▶ **EXERCISE BRIEF**: Revise the listing below so that "the region of every instance" reads "the outline of each instance" everywhere it occurs. Leave every other character untouched.

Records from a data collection
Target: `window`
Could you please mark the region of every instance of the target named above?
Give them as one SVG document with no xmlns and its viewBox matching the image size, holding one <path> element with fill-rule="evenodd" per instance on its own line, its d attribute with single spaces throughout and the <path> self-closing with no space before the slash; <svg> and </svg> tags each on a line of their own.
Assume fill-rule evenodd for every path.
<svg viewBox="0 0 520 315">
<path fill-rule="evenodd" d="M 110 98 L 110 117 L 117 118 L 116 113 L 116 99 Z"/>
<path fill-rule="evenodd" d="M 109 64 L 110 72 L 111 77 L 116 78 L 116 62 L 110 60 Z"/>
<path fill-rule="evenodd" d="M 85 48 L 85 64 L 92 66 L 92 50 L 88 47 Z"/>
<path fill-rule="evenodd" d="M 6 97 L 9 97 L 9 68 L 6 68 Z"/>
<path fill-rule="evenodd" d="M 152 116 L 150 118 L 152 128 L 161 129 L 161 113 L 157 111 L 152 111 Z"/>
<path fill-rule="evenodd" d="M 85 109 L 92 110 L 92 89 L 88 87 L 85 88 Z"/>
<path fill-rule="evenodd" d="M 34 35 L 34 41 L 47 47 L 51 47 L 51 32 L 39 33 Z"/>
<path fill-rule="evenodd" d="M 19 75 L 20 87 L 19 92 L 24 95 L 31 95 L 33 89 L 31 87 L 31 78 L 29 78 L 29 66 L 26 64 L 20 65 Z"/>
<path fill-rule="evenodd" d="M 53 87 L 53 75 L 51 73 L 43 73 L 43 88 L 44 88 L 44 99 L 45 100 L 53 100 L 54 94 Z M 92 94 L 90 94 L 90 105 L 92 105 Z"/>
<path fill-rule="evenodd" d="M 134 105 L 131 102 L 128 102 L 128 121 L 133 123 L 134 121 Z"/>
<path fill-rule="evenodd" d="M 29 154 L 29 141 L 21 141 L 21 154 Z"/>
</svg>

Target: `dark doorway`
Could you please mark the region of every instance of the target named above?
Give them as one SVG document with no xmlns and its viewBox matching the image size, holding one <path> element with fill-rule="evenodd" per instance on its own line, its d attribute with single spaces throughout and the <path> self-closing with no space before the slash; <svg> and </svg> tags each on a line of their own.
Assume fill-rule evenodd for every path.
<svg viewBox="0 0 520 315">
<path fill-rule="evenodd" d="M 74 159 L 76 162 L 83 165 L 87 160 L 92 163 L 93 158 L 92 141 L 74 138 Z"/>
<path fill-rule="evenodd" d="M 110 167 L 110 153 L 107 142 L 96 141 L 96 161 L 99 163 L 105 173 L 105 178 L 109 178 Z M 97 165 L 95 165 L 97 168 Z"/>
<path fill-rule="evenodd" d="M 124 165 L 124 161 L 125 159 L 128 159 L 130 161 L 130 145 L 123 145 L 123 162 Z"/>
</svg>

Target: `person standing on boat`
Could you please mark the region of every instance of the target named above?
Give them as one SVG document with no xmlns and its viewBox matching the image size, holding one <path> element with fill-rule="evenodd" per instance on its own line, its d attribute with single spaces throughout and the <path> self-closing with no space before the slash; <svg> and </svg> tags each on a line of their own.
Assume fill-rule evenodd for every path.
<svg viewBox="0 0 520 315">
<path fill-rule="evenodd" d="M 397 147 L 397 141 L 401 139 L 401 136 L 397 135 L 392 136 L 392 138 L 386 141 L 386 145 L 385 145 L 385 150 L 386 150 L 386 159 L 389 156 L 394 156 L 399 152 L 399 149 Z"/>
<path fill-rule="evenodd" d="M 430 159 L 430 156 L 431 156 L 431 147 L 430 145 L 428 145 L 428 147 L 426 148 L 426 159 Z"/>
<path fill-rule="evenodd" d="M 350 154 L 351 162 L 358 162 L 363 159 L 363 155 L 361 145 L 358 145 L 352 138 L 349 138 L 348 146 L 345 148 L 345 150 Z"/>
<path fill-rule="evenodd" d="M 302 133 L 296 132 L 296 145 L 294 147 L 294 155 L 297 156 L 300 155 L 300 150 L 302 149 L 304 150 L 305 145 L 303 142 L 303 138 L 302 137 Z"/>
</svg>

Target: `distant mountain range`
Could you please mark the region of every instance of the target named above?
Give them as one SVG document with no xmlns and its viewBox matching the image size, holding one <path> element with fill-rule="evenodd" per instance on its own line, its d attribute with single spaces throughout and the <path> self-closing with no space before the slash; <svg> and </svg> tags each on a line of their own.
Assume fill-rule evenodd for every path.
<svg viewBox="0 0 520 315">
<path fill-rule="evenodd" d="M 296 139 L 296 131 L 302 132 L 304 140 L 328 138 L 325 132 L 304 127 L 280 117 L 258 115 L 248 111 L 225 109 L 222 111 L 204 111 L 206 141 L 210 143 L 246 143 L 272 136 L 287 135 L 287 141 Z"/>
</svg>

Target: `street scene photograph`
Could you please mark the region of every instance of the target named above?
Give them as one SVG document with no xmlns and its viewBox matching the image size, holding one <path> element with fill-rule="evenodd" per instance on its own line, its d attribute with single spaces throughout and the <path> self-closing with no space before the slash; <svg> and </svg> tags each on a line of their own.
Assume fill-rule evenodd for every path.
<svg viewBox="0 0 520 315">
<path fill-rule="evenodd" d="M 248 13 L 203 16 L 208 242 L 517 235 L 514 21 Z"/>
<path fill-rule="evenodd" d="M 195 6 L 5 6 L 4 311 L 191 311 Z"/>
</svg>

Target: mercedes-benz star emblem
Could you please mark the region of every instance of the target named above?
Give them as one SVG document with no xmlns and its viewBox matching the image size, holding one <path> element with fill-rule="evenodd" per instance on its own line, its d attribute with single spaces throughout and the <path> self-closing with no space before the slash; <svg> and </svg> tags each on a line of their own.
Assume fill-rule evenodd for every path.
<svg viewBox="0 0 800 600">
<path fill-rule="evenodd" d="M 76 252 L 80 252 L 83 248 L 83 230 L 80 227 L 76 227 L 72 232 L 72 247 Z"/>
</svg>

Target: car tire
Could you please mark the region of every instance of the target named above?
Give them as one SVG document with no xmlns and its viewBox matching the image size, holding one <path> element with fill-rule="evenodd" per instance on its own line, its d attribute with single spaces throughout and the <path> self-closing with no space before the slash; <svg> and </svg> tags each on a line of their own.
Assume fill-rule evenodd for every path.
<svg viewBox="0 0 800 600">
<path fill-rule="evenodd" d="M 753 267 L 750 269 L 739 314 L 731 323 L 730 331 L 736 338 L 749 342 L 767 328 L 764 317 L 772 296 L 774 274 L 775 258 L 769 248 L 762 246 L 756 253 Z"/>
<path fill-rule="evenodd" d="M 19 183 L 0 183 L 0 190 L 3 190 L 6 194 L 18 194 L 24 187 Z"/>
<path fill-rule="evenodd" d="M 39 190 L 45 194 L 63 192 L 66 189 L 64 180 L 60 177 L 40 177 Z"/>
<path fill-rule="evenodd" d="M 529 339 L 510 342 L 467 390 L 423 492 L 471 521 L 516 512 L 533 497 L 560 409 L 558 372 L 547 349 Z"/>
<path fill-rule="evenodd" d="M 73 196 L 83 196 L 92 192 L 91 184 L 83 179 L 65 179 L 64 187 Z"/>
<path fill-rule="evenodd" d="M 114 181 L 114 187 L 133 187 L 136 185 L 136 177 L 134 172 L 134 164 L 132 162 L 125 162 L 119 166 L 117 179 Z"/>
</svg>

▶ **COMPLETED TASK**:
Target: `window`
Could you please mark the outline of each instance of the target named above?
Give them as one SVG document with no xmlns and its viewBox matching the image size, holding one <path> element with fill-rule="evenodd" per instance on its own line, its d attribute with single spaces throughout and the <path> self-closing with no space before the slash; <svg> and </svg> tags each on a line of their own.
Assume fill-rule evenodd for every path.
<svg viewBox="0 0 520 315">
<path fill-rule="evenodd" d="M 110 98 L 110 117 L 117 118 L 116 113 L 116 99 Z"/>
<path fill-rule="evenodd" d="M 109 64 L 110 72 L 111 77 L 116 78 L 116 62 L 110 60 Z"/>
<path fill-rule="evenodd" d="M 85 48 L 85 64 L 92 66 L 92 50 L 88 47 Z"/>
<path fill-rule="evenodd" d="M 6 97 L 9 97 L 9 68 L 6 68 Z"/>
<path fill-rule="evenodd" d="M 152 116 L 150 118 L 152 128 L 161 129 L 161 113 L 157 111 L 152 111 Z"/>
<path fill-rule="evenodd" d="M 85 109 L 92 110 L 92 89 L 88 87 L 85 88 Z"/>
<path fill-rule="evenodd" d="M 34 35 L 34 41 L 47 47 L 51 47 L 51 32 L 39 33 Z"/>
<path fill-rule="evenodd" d="M 19 75 L 20 87 L 19 92 L 24 95 L 31 95 L 33 89 L 31 87 L 31 78 L 29 78 L 29 66 L 26 64 L 20 65 Z"/>
<path fill-rule="evenodd" d="M 53 87 L 53 75 L 51 73 L 43 73 L 43 88 L 44 88 L 44 99 L 45 100 L 53 100 L 54 94 Z M 92 94 L 90 94 L 90 105 L 92 105 Z"/>
<path fill-rule="evenodd" d="M 134 105 L 131 102 L 128 102 L 128 121 L 133 123 L 134 121 Z"/>
<path fill-rule="evenodd" d="M 29 154 L 29 141 L 21 141 L 21 154 Z"/>
</svg>

Target: `dark doorway`
Could you please mark the outline of each instance of the target named above?
Give them as one SVG document with no xmlns and its viewBox matching the image size, holding one <path> element with fill-rule="evenodd" per instance on its own line, its d attribute with single spaces throughout and the <path> self-closing with no space before the slash; <svg> and </svg> tags each on a line of their own.
Assume fill-rule evenodd for every path.
<svg viewBox="0 0 520 315">
<path fill-rule="evenodd" d="M 74 159 L 76 162 L 83 165 L 87 160 L 92 163 L 93 158 L 92 141 L 74 138 Z"/>
<path fill-rule="evenodd" d="M 110 167 L 110 153 L 107 142 L 96 141 L 96 161 L 99 163 L 105 173 L 105 178 L 109 178 Z M 97 165 L 95 165 L 97 168 Z"/>
<path fill-rule="evenodd" d="M 124 165 L 124 161 L 125 159 L 128 159 L 130 161 L 130 145 L 123 145 L 123 162 Z"/>
</svg>

Target: `person standing on boat`
Could you please mark the outline of each instance of the target named above?
Give them as one SVG document with no xmlns and its viewBox matching the image size, holding one <path> element with fill-rule="evenodd" per instance on its own line, its d attribute with single spaces throughout and the <path> self-closing with no space before the slash; <svg> and </svg> tags each on a line of their own.
Assume fill-rule evenodd for every path.
<svg viewBox="0 0 520 315">
<path fill-rule="evenodd" d="M 397 147 L 397 141 L 401 139 L 401 136 L 397 135 L 392 136 L 392 138 L 386 141 L 386 145 L 385 145 L 385 150 L 386 150 L 386 159 L 389 156 L 394 156 L 399 152 L 399 149 Z"/>
<path fill-rule="evenodd" d="M 430 159 L 430 156 L 431 156 L 431 147 L 430 145 L 428 145 L 428 147 L 426 148 L 426 159 Z"/>
<path fill-rule="evenodd" d="M 350 154 L 351 162 L 358 162 L 363 159 L 363 155 L 361 145 L 358 145 L 352 138 L 349 138 L 348 146 L 345 148 L 345 150 Z"/>
<path fill-rule="evenodd" d="M 302 133 L 296 132 L 296 145 L 294 147 L 294 155 L 297 156 L 300 155 L 300 150 L 302 149 L 304 150 L 305 145 L 303 142 L 303 138 L 302 137 Z"/>
</svg>

Target: `distant mountain range`
Could you please mark the outline of each instance of the target named above?
Give them as one SVG document with no xmlns and its viewBox matching the image size, holding one <path> element with fill-rule="evenodd" per instance on its own line, its d attribute with single spaces throughout and the <path> self-closing with no space before the slash; <svg> and </svg> tags each on a line of their own.
Assume fill-rule evenodd for every path.
<svg viewBox="0 0 520 315">
<path fill-rule="evenodd" d="M 296 139 L 296 131 L 302 132 L 304 140 L 328 138 L 325 132 L 304 127 L 280 117 L 258 115 L 248 111 L 225 109 L 222 111 L 204 111 L 206 141 L 210 143 L 246 143 L 272 136 L 287 135 L 287 141 Z"/>
</svg>

Target: `street scene photograph`
Could you please mark the outline of each instance of the target named above?
Give them as one SVG document with no xmlns and its viewBox matching the image size, holding one <path> element with fill-rule="evenodd" per instance on its own line, its d attribute with single spaces throughout and the <path> self-closing with no space before the slash; <svg> and </svg> tags each on a line of their own.
Assume fill-rule evenodd for every path.
<svg viewBox="0 0 520 315">
<path fill-rule="evenodd" d="M 248 13 L 203 16 L 208 242 L 517 235 L 514 21 Z"/>
<path fill-rule="evenodd" d="M 195 6 L 5 6 L 4 311 L 191 311 Z"/>
</svg>

Target: mercedes-benz star emblem
Could you please mark the outline of each instance of the target named above?
Give them as one SVG document with no xmlns and its viewBox matching the image size, holding one <path> element with fill-rule="evenodd" per instance on its own line, its d attribute with single spaces throughout and the <path> self-closing with no space before the slash; <svg> and </svg> tags each on a line of their own.
Assume fill-rule evenodd for every path.
<svg viewBox="0 0 800 600">
<path fill-rule="evenodd" d="M 76 252 L 80 252 L 83 248 L 83 230 L 80 227 L 76 227 L 72 232 L 72 247 Z"/>
</svg>

Target: car tire
Could you please mark the outline of each instance of the target named above?
Give them as one SVG document with no xmlns and its viewBox matching the image size, holding one <path> element with fill-rule="evenodd" per instance on its own line, its d attribute with single spaces throughout and the <path> self-closing with no space before the slash; <svg> and </svg> tags each on a line of their own.
Assume fill-rule evenodd for every path.
<svg viewBox="0 0 800 600">
<path fill-rule="evenodd" d="M 753 267 L 750 269 L 739 314 L 731 323 L 730 331 L 736 338 L 749 342 L 767 328 L 764 317 L 772 296 L 774 274 L 775 258 L 769 248 L 762 246 L 756 253 Z"/>
<path fill-rule="evenodd" d="M 19 183 L 0 183 L 0 190 L 3 190 L 6 194 L 18 194 L 24 187 Z"/>
<path fill-rule="evenodd" d="M 39 190 L 45 194 L 63 192 L 66 189 L 64 180 L 60 177 L 40 177 Z"/>
<path fill-rule="evenodd" d="M 529 339 L 510 342 L 467 390 L 423 492 L 471 521 L 516 512 L 533 497 L 560 409 L 558 372 L 547 349 Z"/>
<path fill-rule="evenodd" d="M 73 196 L 83 196 L 92 192 L 91 184 L 83 179 L 65 179 L 64 187 Z"/>
<path fill-rule="evenodd" d="M 114 181 L 114 187 L 133 187 L 136 185 L 136 177 L 134 172 L 134 164 L 132 162 L 125 162 L 119 166 L 117 179 Z"/>
</svg>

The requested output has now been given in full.